_Problem details:_ Please copy the entries below word for word, beginning with the line that contains "cluster, then output a bounding box for each." and continuing through the line that contains "[530,225,555,295]", with both of those lines included. Leave any pictures out of your copy.

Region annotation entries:
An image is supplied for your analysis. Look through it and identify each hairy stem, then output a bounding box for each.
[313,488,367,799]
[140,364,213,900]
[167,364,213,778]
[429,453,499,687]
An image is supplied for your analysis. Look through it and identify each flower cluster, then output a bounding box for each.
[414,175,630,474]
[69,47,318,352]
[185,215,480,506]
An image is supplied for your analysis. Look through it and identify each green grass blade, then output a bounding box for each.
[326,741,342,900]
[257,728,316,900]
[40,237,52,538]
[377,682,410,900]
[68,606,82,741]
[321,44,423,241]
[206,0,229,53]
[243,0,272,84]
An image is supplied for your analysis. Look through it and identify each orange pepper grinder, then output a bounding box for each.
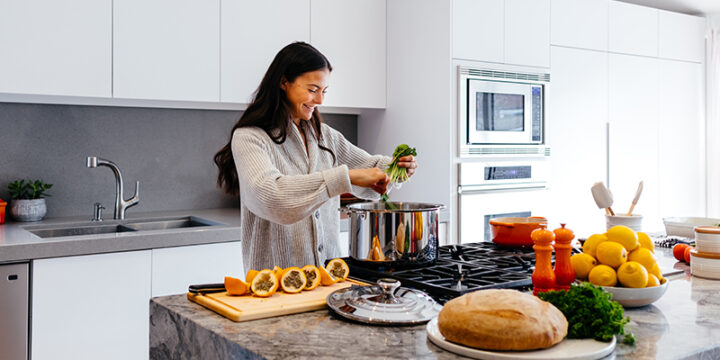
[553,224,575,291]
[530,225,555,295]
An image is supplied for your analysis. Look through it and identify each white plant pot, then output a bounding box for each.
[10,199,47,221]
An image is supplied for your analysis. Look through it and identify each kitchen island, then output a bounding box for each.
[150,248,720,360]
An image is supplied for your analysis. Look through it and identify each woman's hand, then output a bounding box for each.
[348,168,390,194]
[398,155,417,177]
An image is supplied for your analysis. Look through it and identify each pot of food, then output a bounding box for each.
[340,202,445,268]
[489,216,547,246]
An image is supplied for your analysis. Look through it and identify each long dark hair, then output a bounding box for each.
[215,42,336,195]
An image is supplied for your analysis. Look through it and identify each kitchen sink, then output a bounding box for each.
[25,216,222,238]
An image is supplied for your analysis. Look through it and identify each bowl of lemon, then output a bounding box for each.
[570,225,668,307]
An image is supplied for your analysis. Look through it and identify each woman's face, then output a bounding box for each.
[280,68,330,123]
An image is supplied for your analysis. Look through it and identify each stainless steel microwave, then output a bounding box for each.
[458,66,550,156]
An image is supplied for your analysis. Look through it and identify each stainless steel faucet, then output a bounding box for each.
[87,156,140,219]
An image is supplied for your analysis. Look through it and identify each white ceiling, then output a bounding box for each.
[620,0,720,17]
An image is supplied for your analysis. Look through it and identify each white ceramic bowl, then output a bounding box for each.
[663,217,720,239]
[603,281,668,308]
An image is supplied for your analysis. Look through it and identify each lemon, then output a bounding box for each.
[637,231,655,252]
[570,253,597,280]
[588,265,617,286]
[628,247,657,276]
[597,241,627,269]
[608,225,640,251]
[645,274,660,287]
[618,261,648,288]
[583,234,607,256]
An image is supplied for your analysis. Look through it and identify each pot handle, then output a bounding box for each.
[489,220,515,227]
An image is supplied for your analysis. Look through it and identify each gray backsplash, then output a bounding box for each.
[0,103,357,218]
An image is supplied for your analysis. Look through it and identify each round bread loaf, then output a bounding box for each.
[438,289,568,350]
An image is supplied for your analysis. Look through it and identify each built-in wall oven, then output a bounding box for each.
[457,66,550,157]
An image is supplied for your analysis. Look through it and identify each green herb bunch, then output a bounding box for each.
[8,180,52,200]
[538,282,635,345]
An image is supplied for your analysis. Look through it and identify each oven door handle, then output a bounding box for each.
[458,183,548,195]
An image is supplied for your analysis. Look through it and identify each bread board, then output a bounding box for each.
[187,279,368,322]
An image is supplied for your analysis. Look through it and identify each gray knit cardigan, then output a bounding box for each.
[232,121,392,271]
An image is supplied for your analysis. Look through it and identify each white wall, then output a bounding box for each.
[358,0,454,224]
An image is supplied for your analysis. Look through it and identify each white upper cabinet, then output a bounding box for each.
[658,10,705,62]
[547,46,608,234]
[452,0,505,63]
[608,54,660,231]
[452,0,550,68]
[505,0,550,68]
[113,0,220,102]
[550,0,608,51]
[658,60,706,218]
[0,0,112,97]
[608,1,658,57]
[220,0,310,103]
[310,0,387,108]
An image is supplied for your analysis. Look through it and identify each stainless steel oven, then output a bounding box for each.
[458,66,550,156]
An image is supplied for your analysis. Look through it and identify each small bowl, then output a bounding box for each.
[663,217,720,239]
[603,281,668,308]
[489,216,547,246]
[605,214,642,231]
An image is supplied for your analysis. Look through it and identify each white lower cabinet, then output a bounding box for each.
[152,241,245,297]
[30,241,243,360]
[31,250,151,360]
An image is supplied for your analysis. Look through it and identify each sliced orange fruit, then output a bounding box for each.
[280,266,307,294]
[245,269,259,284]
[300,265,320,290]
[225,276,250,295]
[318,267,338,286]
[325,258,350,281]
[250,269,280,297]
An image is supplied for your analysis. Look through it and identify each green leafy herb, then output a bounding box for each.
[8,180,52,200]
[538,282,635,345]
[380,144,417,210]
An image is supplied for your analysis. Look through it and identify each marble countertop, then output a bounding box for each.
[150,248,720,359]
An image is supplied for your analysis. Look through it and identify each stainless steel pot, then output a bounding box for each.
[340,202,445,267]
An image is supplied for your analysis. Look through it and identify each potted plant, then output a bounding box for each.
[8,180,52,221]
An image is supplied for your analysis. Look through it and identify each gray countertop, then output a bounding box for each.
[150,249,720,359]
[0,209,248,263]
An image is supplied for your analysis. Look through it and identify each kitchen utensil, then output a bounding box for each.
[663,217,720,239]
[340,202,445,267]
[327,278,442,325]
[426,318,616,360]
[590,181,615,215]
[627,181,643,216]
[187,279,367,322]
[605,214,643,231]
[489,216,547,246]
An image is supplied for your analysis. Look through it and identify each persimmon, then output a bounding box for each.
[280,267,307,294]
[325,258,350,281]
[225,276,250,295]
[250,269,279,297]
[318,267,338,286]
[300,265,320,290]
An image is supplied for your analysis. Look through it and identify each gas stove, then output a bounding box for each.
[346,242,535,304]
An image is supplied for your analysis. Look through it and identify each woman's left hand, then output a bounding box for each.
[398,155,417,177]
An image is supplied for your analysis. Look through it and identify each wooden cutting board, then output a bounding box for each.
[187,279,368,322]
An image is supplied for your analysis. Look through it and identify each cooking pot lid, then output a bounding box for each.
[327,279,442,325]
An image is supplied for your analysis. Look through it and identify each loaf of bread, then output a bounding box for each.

_Response below:_
An image is supplied for your analysis. Look through it and identify each flower cluster, then output a bounding box for each.
[414,175,630,474]
[69,47,318,352]
[185,215,480,506]
An image is supplied for your analysis. Look through it and identify each green grass blade, then output a bounding box for each.
[326,741,342,900]
[257,728,316,900]
[40,237,52,538]
[377,682,410,900]
[68,606,82,741]
[321,44,423,241]
[206,0,229,53]
[243,0,272,84]
An image is supplied for your analysis. Look through it and identify each orange pepper grinder, then output a bounding box for each.
[553,224,575,291]
[530,225,555,295]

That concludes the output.